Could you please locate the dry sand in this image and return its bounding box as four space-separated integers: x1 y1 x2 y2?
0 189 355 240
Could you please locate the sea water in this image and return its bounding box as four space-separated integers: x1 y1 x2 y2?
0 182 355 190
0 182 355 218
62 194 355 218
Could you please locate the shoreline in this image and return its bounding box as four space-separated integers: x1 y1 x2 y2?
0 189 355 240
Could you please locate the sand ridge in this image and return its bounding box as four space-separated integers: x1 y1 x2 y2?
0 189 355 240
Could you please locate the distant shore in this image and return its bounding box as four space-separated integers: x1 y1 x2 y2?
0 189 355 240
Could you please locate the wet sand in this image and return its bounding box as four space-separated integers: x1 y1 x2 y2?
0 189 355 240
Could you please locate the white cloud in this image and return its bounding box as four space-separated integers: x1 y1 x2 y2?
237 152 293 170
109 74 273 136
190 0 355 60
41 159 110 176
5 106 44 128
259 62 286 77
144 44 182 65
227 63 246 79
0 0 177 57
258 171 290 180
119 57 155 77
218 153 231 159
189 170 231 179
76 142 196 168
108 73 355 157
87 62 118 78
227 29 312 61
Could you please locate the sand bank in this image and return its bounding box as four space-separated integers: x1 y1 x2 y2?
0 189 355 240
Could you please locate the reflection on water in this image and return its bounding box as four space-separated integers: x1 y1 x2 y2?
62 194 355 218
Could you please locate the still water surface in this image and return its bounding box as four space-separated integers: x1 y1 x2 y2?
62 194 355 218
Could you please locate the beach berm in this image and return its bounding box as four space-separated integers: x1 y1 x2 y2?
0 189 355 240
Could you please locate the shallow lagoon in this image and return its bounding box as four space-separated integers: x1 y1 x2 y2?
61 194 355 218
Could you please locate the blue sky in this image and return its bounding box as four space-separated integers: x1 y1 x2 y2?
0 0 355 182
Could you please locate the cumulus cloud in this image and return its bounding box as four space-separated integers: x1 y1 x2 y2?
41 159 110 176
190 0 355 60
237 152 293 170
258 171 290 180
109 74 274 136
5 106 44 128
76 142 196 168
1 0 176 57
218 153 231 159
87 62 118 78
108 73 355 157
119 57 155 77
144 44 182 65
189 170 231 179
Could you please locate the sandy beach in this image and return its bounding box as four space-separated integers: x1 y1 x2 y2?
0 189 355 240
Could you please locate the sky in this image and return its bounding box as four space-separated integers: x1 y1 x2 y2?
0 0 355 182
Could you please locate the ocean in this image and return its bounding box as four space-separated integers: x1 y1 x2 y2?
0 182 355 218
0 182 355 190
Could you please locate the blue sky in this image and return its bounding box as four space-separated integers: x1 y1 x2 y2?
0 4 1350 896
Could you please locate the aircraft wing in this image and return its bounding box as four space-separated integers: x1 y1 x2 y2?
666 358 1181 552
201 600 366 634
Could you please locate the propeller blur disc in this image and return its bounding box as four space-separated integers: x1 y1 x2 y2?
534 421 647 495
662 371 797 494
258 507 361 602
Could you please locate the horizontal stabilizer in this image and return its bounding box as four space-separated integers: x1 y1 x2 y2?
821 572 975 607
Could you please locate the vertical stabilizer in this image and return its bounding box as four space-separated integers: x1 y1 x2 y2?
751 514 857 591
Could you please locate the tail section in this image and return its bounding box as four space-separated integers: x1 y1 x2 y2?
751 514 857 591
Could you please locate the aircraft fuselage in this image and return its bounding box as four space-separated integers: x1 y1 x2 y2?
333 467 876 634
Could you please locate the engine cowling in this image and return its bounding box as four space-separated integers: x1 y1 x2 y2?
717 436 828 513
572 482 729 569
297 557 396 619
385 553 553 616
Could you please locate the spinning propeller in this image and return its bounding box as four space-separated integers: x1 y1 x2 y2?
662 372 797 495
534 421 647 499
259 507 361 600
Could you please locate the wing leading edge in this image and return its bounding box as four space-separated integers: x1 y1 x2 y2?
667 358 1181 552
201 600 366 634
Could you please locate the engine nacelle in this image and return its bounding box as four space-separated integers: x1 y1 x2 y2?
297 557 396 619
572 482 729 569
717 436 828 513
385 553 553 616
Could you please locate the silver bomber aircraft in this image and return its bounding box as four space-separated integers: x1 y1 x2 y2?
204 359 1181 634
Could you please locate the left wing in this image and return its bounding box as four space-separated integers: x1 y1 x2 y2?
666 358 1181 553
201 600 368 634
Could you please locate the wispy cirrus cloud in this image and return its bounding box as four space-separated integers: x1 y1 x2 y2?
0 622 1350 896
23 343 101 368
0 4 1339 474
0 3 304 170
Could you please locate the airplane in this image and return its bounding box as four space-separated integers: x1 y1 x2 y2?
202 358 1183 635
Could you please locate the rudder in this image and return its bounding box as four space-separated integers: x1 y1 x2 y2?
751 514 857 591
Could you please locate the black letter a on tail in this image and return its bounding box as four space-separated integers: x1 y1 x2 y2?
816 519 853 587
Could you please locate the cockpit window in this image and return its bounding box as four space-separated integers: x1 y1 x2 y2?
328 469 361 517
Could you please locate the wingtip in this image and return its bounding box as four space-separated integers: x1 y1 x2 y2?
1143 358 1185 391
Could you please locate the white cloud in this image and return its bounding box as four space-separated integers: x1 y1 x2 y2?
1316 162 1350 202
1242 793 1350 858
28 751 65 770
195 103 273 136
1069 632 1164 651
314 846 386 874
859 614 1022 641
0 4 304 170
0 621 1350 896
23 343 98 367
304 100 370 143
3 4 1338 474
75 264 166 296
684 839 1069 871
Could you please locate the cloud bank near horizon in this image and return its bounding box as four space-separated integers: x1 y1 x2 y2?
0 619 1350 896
---+---
TASK REQUIREMENTS -> Every record should be given again exactly.

SOLUTION BELOW ->
Could you please locate the dry sand in this image and return its bounding box as four space-separated integers: x1 y1 x2 y2?
0 189 355 240
Could you please locate the sea water in this image and return its bounding box as four space-separated integers: x1 y1 x2 y2?
0 182 355 190
0 182 355 218
62 194 355 218
Could you please locate the shoreline in this image and return its bounding box as four space-separated integers: x1 y1 x2 y2?
0 189 355 240
Could you please locate the sand ridge in this image and return its bounding box as four space-separated integers: x1 y1 x2 y2?
0 189 355 240
Could you please locate the distant shore in this image and return its bounding box as four space-separated integers: x1 y1 x2 y2?
0 189 355 240
Could you please locate the wet sand in this image and return its bounding box as four space-separated integers: x1 y1 x2 y2?
0 189 355 240
Could you please locate the white cloud in this image and return its bounding box as four space-separated integers: x1 y1 x2 y2?
237 152 293 170
109 74 273 136
190 0 355 60
41 159 110 176
5 106 44 128
259 62 286 77
144 44 182 65
227 63 246 79
0 0 177 57
258 171 290 180
119 57 155 77
218 153 231 159
189 170 231 179
76 142 196 168
108 73 355 157
87 62 118 78
227 29 312 61
Could you please locate the sand bank in this image and return its bounding box as four space-separated integers: x1 y1 x2 y2?
0 189 355 240
Could you please locate the reflection on water in this image and return its bounding box as four space-separated integers: x1 y1 x2 y2?
62 194 355 218
Could you please locate the still water surface in this image and return its bounding box as four space-separated integers: x1 y1 x2 y2?
62 194 355 218
Could you please locate the beach berm in this image and return its bounding box as four space-separated integers: x1 y1 x2 y2?
0 189 355 240
Could you please locate the shallow lagoon in this image and return its bounding box as four space-separated integers: x1 y1 x2 y2?
61 194 355 218
Could you please locate the blue sky in this image and return its bounding box as four space-separated integers: x1 y1 x2 y2?
0 0 355 182
Could you please locate the cumulus cloud in this image and return its bounding box as four space-separated integers: x1 y1 x2 y2?
41 159 110 176
190 0 355 60
237 152 293 170
258 171 290 180
109 74 274 136
5 106 44 128
76 142 196 168
1 0 176 57
218 153 231 159
87 62 118 78
108 73 355 157
119 57 155 77
144 44 182 65
189 170 231 179
Could you please locate the sandy beach in this image and return its bounding box as four space-separated integers: x1 y1 x2 y2?
0 189 355 240
Could you please locate the sky in this image and return its bounding box as four space-separated integers: x1 y1 x2 y2?
0 0 355 182
Could you please locate the ocean in this image and return its bounding box as four space-separated integers: x1 y1 x2 y2?
0 182 355 218
0 182 355 190
Could you please locate the blue sky in this image and return its bounding box as four space-separated integers: x1 y1 x2 y2?
0 4 1350 896
Could you please locate the aircraft wing in this image and return its bounding box as four space-separated integers: x1 y1 x2 y2?
666 358 1181 552
201 600 366 634
Could you please locate the propeller blur disc in this image and return its bounding box as four space-separated integers: x1 y1 x2 y2?
534 421 647 495
662 371 797 494
258 507 361 602
Could you please locate the horizontal stabilizer in this image and return its bounding box as four space-separated integers: x1 y1 x2 y2?
821 572 975 607
Could you please locate the vertical stabilizer in this image and return its bounding box as four space-separated integers: x1 y1 x2 y2?
751 514 857 591
Could you please locate the tail section in this image and return its bounding box as four space-separated integers: x1 y1 x2 y2?
751 514 857 591
Could you please locate the aircraft fuselage in this image and return its bounding box as four space-separated integers: x1 y1 x2 y2?
333 467 876 634
Could you please locate the engine cowling in this image and return its bounding box as four space-separated integers: x1 y1 x2 y2?
717 436 828 513
572 482 729 569
297 557 396 619
385 553 553 616
Could you please locate the spinning propeller in this image and return its bounding box as four space-separated integers: x1 y1 x2 y2?
662 372 797 495
534 421 647 499
259 507 361 600
Could you please locate the wing leading edge in this image and return its bounding box as four space-separated integers: x1 y1 x2 y2?
667 358 1181 552
201 600 366 634
Could you please locate the engine nacelle in this image and return its bounding box as four space-separated integers: x1 y1 x2 y2?
297 557 396 619
572 482 729 569
717 436 828 513
385 553 553 616
Could you please locate the silver bomber aircraft in this image and return its bounding box as four space-separated integers: x1 y1 x2 y2?
204 359 1181 634
Could you please locate the left wing in this image and return its bounding box as four space-separated integers: x1 y1 x2 y2?
666 358 1181 553
201 600 368 634
Could you please locate the wispy cirrus cloud in this image and return its bounding box as four space-separated integers: x1 y1 x2 y2?
0 622 1350 896
23 343 101 368
0 4 1339 474
0 3 304 170
Could you please locate the airplane in this image and return its bounding box as four space-separated integers: x1 y1 x2 y2?
202 358 1183 635
Could you please locate the rudder in this image and return its bounding box as four space-separated integers: x1 y1 x2 y2?
751 514 857 591
Could you please locate the black letter a on tail in this image and return its bounding box as four space-separated integers: x1 y1 x2 y2?
816 519 853 587
Could you please locate the cockpit window in this image and return its bounding box as four space-separated integers: x1 y1 x2 y2?
328 469 361 517
Could you please locate the wingtip in this image and return its bounding box as four space-separated integers: x1 y1 x2 y2?
1143 358 1185 391
Could you please locate the white cloud in this image and return its bounding box as four space-separated integers: x1 y1 x2 y2?
1316 162 1350 202
1242 793 1350 858
28 751 65 770
195 103 273 136
1069 632 1164 651
314 846 386 874
859 614 1022 641
0 4 304 170
0 621 1350 896
23 343 98 367
304 100 370 143
3 4 1338 474
75 264 166 296
684 839 1069 871
Could you please locate the cloud bank near horizon in this image and return its bounding box as four space-separated integers: x1 y1 x2 y2?
0 619 1350 896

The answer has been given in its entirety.